- **Goal**
Copy the records below word for word, leaving out the pictures.

- **Data shown**
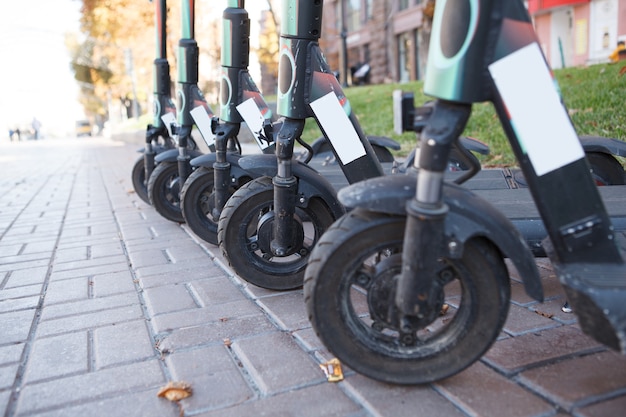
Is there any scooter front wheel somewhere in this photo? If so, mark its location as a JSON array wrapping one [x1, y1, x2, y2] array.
[[148, 162, 185, 223], [304, 208, 510, 384], [218, 177, 335, 290], [131, 156, 150, 204], [180, 167, 244, 245]]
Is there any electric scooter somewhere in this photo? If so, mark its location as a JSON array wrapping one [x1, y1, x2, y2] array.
[[147, 0, 214, 223], [131, 0, 196, 204], [181, 0, 274, 245], [304, 0, 626, 384], [218, 0, 410, 290]]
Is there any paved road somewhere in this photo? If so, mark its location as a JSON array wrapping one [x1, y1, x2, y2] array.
[[0, 138, 626, 417]]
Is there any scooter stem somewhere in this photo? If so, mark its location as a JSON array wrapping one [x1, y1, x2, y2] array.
[[395, 100, 471, 318]]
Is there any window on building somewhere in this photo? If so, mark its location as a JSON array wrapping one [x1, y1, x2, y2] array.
[[365, 0, 374, 22], [340, 0, 362, 32]]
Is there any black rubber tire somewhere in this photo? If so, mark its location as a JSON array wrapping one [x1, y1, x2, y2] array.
[[131, 155, 150, 204], [304, 209, 510, 384], [148, 162, 185, 223], [586, 152, 625, 186], [218, 177, 335, 290], [180, 167, 247, 245]]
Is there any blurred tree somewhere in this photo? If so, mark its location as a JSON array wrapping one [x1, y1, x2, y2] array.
[[256, 0, 280, 94]]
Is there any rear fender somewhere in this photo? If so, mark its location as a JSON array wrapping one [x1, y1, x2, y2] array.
[[580, 136, 626, 157], [154, 148, 203, 163], [190, 153, 250, 179]]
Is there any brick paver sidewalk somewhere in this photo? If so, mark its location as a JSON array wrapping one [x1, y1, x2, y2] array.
[[0, 138, 626, 417]]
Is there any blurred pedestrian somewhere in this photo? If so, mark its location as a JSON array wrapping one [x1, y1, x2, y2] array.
[[30, 117, 41, 140], [609, 41, 626, 62]]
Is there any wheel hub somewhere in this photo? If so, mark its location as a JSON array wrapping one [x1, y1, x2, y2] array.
[[367, 254, 444, 334], [257, 211, 304, 257]]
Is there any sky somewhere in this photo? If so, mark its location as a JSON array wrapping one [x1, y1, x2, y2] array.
[[0, 0, 266, 137], [0, 0, 84, 135]]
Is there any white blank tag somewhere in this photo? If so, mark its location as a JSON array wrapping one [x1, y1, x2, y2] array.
[[189, 106, 215, 146], [489, 43, 585, 176], [311, 91, 365, 165]]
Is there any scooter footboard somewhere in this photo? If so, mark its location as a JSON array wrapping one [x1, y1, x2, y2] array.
[[554, 263, 626, 354]]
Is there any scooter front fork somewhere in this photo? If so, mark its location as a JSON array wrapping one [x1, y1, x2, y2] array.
[[176, 126, 191, 190], [143, 125, 165, 181], [395, 100, 471, 324], [211, 123, 240, 220], [270, 118, 305, 256]]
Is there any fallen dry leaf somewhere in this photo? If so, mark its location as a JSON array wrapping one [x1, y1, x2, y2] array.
[[320, 358, 343, 382], [535, 310, 554, 319], [157, 381, 193, 402]]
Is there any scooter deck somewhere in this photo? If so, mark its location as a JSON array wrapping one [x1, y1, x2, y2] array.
[[309, 158, 626, 256]]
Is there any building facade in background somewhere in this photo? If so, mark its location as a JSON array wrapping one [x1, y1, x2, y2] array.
[[320, 0, 626, 84]]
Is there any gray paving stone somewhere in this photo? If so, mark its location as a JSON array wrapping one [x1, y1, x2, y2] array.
[[24, 331, 89, 383], [50, 258, 128, 281], [0, 390, 11, 410], [232, 332, 326, 395], [0, 296, 40, 313], [17, 360, 164, 415], [0, 343, 24, 365], [136, 258, 213, 278], [189, 276, 243, 307], [0, 254, 50, 271], [41, 293, 139, 321], [339, 374, 466, 417], [0, 309, 35, 344], [92, 271, 135, 298], [198, 383, 360, 417], [54, 245, 88, 264], [0, 282, 43, 301], [93, 320, 156, 369], [37, 305, 143, 337], [52, 255, 127, 274], [483, 326, 601, 374], [258, 291, 311, 330], [151, 299, 264, 333], [435, 362, 555, 417], [0, 363, 19, 390], [575, 394, 626, 417], [166, 345, 256, 413], [0, 244, 25, 257], [45, 277, 89, 306], [138, 261, 227, 289], [90, 239, 125, 259], [504, 304, 561, 336], [22, 236, 57, 255], [144, 284, 198, 316], [128, 249, 172, 269], [159, 315, 276, 353], [519, 351, 626, 412], [24, 389, 179, 417], [4, 266, 48, 289]]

- **Exercise output**
Is there any scooter front wheel somewhere in this photo? If so, mark its location as a JSON array wrapping one [x1, y1, x2, y2] array.
[[148, 162, 185, 223], [304, 208, 510, 384], [218, 177, 335, 290], [131, 156, 150, 204], [180, 167, 244, 245]]
Is there any electric scooter somewhere in this photo? If so, mark its location as a JSON array wrapping one [x1, y1, x2, y2] array.
[[147, 0, 214, 223], [131, 0, 196, 204], [181, 0, 274, 245], [304, 0, 626, 384], [218, 0, 410, 290]]
Is there any paved road somewhere in this photo? If so, mark its location as a JSON array wrapping one [x1, y1, x2, y2] array.
[[0, 138, 626, 417]]
Is there any scooter stem somewhere in this photo? If so, mark its location as a JSON array wrapping one [x1, y1, x2, y2] array.
[[395, 100, 471, 318]]
Is there any window on building somewhere in this photo? If so, mark its location as a JSON array wrapping one [x1, y1, x2, y2] array.
[[365, 0, 374, 22], [340, 0, 362, 32]]
Is there any black rubber tire somewhere in this photo? If so, mark its location as a JSON array wrapping one [x1, y1, x2, y2] array.
[[131, 155, 150, 204], [304, 209, 510, 384], [148, 162, 185, 223], [586, 152, 625, 186], [218, 177, 335, 290], [180, 167, 247, 245]]
Is there any blurred tree somewhere in this photo? If so, mark its location as a JSON array wrapping one [x1, y1, x2, y2] array.
[[256, 0, 280, 94]]
Is there any rear fender somewhere in this photo? If so, mark its location as a JSON array wrapping one [x1, y1, x2, y2] array.
[[580, 136, 626, 157], [154, 148, 203, 163], [190, 153, 250, 179]]
Is there any brick paver sidewalk somewhere in this photo? If so, mark its location as a JSON array wrapping one [x1, y1, x2, y2] array.
[[0, 138, 626, 417]]
Is there any blurred pedestrian somewhere in this photo? If so, mark its location as a JSON array wrapping one [x1, y1, x2, y2] array.
[[30, 117, 41, 140], [609, 41, 626, 62]]
Is there any wheel hub somewhere in this photo? If so, mark its location as a JSON array wrapping one [x1, y1, x2, y2] array.
[[367, 254, 444, 334], [257, 211, 304, 257]]
Is there any sky somewhere in this photo? If so, mark its location as a JSON array wrapping one [x1, y1, x2, y2] array.
[[0, 0, 266, 137], [0, 0, 84, 135]]
Is there any white blank tag somewhere in this photo? If so, mark its location as a JSON array wrapping one [x1, y1, x2, y2] array.
[[189, 106, 215, 146], [489, 43, 585, 176], [311, 91, 365, 165]]
Is there any scooter footboard somewhere in this photo? If so, mark its location as a JSON array wrapping one [x1, y1, x2, y2] array.
[[554, 263, 626, 354]]
Is there any scooter front fork somewhere in this photo? If so, mark its location as a JSON array wrapping one [x1, y1, x2, y2] array.
[[176, 126, 191, 190], [143, 125, 165, 181], [395, 100, 471, 324], [211, 123, 240, 220], [270, 118, 305, 256]]
Is there any fallen dry leaf somewhere in this photo? If so, mark its location as a JSON array wrapping one [x1, y1, x2, y2] array.
[[320, 358, 343, 382], [535, 310, 554, 319], [157, 381, 193, 402]]
Is there any scooter deck somewhere in this photo? If so, mark its location as a JSON array wrapping one [x1, y1, x2, y2] array.
[[309, 158, 626, 256]]
Is there any building facade in background somewhere in this photo? If so, mark its location as a JSON array wrapping one [x1, y1, x2, y2] array.
[[320, 0, 626, 84]]
Is there any gray paving stone somewhere in this photo? If so, mark its location as a JSON array wrapping one [x1, y1, x2, y2] array.
[[24, 331, 89, 383], [50, 258, 128, 281], [0, 390, 11, 410], [232, 332, 326, 395], [0, 296, 40, 313], [17, 360, 164, 415], [0, 343, 24, 365], [136, 258, 213, 278], [189, 276, 243, 307], [0, 254, 50, 271], [41, 293, 139, 321], [339, 374, 466, 417], [0, 309, 35, 344], [92, 271, 135, 298], [198, 383, 360, 417], [54, 245, 88, 264], [0, 282, 43, 301], [93, 320, 156, 369], [37, 305, 143, 337], [52, 255, 127, 274], [483, 326, 601, 374], [258, 291, 311, 330], [151, 299, 264, 333], [435, 362, 555, 417], [0, 363, 19, 390], [575, 394, 626, 417], [166, 345, 256, 413], [0, 244, 25, 257], [45, 277, 89, 306], [138, 261, 227, 289], [90, 239, 125, 259], [504, 304, 561, 336], [22, 236, 57, 255], [144, 284, 198, 316], [128, 249, 172, 269], [159, 315, 276, 353], [519, 351, 626, 412], [24, 389, 179, 417], [4, 266, 48, 289]]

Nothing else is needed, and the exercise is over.